### EXERCISE DIRECTIONS:
Gather all lines in the entries that include the word "grassy".

[Stored data entries]
_ _ _ _ _ _ _

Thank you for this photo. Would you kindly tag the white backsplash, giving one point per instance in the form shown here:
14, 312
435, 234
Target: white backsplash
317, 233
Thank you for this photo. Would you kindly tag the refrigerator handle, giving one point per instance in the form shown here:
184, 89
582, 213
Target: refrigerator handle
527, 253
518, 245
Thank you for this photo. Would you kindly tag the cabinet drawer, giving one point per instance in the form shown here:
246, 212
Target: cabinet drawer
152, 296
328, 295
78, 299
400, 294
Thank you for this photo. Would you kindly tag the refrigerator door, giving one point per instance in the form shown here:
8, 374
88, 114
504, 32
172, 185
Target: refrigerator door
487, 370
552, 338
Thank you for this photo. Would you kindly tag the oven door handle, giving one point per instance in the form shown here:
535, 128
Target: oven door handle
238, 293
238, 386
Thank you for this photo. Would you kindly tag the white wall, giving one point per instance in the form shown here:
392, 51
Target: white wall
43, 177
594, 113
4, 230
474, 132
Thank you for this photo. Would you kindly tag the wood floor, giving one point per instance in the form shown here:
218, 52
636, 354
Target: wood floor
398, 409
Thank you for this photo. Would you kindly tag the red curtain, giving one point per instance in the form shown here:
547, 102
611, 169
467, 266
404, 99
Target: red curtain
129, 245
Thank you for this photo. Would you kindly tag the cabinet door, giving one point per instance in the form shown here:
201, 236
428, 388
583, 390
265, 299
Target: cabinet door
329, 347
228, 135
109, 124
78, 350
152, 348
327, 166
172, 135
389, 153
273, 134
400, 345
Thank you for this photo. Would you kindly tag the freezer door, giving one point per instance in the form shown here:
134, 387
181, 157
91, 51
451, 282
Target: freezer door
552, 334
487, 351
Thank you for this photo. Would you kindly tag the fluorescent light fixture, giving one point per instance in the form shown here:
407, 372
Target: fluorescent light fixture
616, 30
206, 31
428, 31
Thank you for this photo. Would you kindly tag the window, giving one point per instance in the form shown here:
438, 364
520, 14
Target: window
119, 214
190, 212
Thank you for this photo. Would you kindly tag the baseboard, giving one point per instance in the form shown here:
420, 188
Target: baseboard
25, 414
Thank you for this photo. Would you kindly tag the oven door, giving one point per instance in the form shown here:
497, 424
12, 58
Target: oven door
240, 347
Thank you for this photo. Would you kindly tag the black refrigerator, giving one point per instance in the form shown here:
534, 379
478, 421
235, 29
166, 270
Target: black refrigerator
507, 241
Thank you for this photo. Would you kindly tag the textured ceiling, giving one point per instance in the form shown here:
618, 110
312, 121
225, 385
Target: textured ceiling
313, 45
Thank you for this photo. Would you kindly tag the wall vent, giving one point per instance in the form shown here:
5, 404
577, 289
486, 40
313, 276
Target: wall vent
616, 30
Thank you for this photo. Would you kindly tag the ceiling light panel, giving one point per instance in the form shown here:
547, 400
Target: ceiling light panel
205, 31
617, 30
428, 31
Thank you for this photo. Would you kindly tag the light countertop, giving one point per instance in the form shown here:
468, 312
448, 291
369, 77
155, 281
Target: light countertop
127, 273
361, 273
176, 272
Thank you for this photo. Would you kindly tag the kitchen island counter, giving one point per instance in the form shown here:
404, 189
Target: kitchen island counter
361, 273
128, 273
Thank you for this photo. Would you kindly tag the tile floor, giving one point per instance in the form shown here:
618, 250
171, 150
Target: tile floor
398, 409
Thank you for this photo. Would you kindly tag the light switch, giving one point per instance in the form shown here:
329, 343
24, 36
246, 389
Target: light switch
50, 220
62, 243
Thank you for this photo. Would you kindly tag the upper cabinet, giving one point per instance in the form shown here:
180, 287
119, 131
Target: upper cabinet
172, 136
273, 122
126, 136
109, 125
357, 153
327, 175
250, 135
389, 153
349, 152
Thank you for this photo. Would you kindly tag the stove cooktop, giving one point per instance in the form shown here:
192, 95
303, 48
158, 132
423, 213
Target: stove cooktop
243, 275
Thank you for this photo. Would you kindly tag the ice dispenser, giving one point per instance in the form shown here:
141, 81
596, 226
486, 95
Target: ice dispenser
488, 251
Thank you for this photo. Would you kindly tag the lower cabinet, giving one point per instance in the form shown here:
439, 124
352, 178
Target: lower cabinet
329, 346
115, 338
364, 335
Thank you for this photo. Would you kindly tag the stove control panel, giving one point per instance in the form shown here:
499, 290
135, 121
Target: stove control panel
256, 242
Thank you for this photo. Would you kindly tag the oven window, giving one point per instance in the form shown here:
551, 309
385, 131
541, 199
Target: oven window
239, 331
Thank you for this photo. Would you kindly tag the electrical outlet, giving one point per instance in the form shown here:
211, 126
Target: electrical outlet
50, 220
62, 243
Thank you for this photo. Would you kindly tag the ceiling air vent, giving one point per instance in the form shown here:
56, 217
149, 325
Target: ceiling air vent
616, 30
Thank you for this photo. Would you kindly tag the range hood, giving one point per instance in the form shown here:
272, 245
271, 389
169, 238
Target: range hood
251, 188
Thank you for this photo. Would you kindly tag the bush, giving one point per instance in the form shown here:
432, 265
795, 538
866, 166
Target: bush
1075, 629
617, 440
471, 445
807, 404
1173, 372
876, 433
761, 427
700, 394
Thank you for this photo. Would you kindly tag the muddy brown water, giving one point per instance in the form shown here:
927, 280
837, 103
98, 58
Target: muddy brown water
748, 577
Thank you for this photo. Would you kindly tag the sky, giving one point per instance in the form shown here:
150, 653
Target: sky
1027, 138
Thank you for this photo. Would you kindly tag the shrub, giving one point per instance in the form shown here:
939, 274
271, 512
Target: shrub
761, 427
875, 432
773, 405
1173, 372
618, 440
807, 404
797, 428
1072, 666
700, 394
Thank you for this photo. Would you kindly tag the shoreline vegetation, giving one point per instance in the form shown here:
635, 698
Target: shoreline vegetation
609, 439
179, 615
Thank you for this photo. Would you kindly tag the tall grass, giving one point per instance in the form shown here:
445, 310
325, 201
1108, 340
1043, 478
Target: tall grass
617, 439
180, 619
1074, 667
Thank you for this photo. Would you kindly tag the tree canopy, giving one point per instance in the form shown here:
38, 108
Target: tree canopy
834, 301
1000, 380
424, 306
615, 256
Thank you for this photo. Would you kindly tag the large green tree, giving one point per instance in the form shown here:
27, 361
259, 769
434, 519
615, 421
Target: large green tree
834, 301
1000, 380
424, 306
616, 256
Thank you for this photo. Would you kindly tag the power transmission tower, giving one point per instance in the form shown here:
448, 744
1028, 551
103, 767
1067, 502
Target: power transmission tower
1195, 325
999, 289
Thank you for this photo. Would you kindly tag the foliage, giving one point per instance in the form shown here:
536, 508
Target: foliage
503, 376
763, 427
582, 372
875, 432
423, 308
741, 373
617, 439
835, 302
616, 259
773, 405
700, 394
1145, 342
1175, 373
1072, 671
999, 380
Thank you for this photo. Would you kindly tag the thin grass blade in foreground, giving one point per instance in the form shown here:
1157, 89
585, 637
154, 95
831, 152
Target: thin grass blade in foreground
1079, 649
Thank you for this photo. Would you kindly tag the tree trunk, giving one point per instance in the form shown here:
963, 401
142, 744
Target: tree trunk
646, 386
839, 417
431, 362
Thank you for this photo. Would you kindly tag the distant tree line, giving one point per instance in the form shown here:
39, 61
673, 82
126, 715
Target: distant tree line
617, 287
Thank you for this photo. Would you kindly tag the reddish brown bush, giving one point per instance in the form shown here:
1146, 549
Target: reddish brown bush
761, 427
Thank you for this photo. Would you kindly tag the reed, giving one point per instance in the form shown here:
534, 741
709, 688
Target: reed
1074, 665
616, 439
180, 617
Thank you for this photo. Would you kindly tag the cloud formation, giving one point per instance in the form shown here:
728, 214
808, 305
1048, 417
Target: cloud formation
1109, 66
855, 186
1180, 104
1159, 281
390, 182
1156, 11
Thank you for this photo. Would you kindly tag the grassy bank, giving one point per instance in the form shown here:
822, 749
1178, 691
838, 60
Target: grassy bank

_ _ _ _ _ _ _

### ANSWER FOR THE TASK:
Thank you for this photo. Would you kindly tag the grassy bank, giving one point per instance in the form shown here:
Target: grassy bank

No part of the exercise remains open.